• YOUR ASSIGNMENT: In the passage on laser pointer eye injuries, what power output are many red and green laser pointers labeled as having?

• SOURCE EXTRACT:
::::

Eye experts warn that though laser pointers may look harmless, when children are allowed to play with them they could end up causing damage to their own eyes or that of other kids. These damages could range from blurry vision to blind spots or potentially permanent vision loss. Part of the problem is unreliable labeling and unregulated sales of laser pointers, which are readily available in many office supply stores. Research shows that a significant percentage of both red and green laser pointers are labeled as having between 1 and 5 milliwatts of power outputs. That amount is supposedly safe to the eyes. But, most devices tested for a research study found they had power outputs greater than 5 milliwatts.
Location is everything when it comes to damage to the retina from lasers. If the laser hits you at an angle, you may notice nothing and be totally asymptomatic. But if it hits your central vision, you may have dramatic loss of vision immediately that never recovers. Treatment options for retinal damage resulting from laser pointers are scarce. In some cases surgery may be required for complications stemming from the injury, but most cases can only be monitored through observation.
Some ophthalmologists may prescribe corticosteroids to patients to reduce inflammation inside the eye, but this option is controversial due to lack of research in humans. Researchers are urging adults such as health professionals, teachers and parents to educate children about the dangers of laser pointers and to discourage or limit their use. Children should be told not to point them in their eye or into others' eyes, as once the injury occurs, there is very little that can be done to rectify it.

::::

• LISTED RECORDS:
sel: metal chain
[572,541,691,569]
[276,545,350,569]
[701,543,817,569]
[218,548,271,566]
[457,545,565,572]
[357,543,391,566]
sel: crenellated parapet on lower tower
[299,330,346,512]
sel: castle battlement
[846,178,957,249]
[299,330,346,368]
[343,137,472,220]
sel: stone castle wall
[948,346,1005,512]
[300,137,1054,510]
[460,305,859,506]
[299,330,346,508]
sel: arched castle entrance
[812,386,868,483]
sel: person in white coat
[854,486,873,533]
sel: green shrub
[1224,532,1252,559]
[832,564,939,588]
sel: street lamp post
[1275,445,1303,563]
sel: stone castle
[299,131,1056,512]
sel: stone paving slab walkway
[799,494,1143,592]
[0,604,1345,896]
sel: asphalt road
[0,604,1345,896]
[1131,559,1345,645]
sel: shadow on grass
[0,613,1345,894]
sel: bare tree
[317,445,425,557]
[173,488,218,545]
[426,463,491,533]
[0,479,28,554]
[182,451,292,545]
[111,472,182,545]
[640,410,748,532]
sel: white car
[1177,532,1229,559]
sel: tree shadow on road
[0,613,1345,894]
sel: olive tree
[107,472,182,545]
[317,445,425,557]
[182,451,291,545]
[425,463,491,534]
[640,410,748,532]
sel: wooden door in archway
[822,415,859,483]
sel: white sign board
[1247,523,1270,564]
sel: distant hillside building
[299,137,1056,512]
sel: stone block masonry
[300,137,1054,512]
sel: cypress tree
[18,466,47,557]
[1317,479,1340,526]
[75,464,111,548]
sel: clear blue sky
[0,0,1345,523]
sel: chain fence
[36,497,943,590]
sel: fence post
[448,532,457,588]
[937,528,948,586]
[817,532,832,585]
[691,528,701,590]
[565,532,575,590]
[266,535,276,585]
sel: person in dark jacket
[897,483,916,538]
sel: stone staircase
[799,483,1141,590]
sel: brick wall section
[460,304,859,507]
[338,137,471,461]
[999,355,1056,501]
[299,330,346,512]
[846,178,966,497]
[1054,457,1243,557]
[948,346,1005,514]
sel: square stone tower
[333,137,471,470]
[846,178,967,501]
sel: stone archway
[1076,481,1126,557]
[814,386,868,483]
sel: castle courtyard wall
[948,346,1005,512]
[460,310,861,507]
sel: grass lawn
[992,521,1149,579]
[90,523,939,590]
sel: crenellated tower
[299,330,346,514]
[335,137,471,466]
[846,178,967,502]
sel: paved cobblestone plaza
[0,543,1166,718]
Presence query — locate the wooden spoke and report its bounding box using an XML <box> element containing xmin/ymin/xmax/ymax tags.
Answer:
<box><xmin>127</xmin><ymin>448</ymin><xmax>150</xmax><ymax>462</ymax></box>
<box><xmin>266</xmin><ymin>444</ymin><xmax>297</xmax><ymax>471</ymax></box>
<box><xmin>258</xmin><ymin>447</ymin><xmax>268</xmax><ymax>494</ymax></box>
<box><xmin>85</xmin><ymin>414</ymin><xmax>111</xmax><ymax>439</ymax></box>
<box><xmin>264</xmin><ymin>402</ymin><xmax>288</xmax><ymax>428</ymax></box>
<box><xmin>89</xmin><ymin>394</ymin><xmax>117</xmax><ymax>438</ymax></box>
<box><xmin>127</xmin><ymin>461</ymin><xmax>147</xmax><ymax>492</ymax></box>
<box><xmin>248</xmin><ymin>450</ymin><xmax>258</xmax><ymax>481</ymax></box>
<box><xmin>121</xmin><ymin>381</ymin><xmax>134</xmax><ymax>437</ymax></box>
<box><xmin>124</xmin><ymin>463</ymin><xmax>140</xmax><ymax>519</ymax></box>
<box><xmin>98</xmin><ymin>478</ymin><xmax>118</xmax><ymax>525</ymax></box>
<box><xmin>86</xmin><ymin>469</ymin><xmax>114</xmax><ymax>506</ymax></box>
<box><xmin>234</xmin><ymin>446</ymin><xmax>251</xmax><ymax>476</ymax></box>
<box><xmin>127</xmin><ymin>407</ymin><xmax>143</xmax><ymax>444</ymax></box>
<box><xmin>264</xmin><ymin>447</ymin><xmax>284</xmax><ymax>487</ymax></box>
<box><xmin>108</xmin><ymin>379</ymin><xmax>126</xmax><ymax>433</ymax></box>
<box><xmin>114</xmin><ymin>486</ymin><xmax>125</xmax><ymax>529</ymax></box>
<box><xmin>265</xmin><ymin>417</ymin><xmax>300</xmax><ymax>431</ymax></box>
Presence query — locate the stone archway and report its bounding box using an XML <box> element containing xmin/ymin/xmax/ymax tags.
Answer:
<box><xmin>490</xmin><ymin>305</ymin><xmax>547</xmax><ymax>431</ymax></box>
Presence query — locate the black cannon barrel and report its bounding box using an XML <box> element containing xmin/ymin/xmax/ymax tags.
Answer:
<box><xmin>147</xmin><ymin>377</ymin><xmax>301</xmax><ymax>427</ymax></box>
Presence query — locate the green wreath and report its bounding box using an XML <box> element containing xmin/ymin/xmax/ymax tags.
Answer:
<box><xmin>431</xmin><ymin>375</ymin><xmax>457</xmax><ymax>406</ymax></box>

::::

• SOLUTION TO THIS PROBLEM: Between 1 and 5 milliwatts.